Inspiration

Traffic jam is one of the most serious problems that the process of rapid urbanization has created. It is not only the time wasted but also the carbon dioxide emitted by vehicles. But what if there was a way to use the data we can now collect on traffic cameras to reduce it? With that in mind, we want to introduce our solution, AATLaS, Auto-Adaptive Traffic Light System that deftly resolves the problem one crossroad at a time.

What it does

To reduce traffic jam, our team will tap on data from the traffic cameras. From these, the detectron will calculate and feed the traffic flow of each lane to SUMO. The deep reinforcement learning model will learn on this simulated environment to give the optimal green-light time for each traveling direction at the crossroad.

For instance, in the morning, road A has more vehicles moving than road B and our traffic camera will recognize that the traffic flow of A is larger than B. After that, the time display of red-light will decrease and green-light one will increase to reduce the total waiting time of vehicles on road A.

How we built it

Firstly, for vehicles detection and tracking, we used the deep neural network approach to infer the traffic flow for all of 12 possible traveling directions at the crossroad. We referred to the paper "Zero-VIRUS: Zero-shot Vehicle Route Understanding System for Intelligent Transportation"[1], and used transfer learning to re-trained the model with our custom data set. Many models could perform vehicle detection, but we specifically chose this architecture for its additional abilities of tracking and calculating traffic flows reliably at crossroads. Secondly, to calculate the optimal green-light time for both sides of the crossroad we used deep reinforcement learning model. For the model, we built a Deep Q-Network that trained in the simulated environment. The particular problem of determining green-light time was a complex task with no clear-cut answer, where reinforcement learning is the most effective. The model was trained for 10 epochs with 200 steps. Lastly, we used Arduino to perform the traffic light system.

Challenges we ran into

  • Having a model that track vehicles accurately.
  • Hardware to perform Traffic Light Drivers.
  • Perform only 9 fps but expect to perform 15 fps.
  • Decision of machine learning architectures.

# [Collected material]
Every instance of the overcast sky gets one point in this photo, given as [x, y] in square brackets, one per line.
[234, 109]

# [What to produce]
In the traffic-light project write-up, for how many epochs and steps was the reinforcement learning model trained?

# [Written reply]
10 epochs with 200 steps.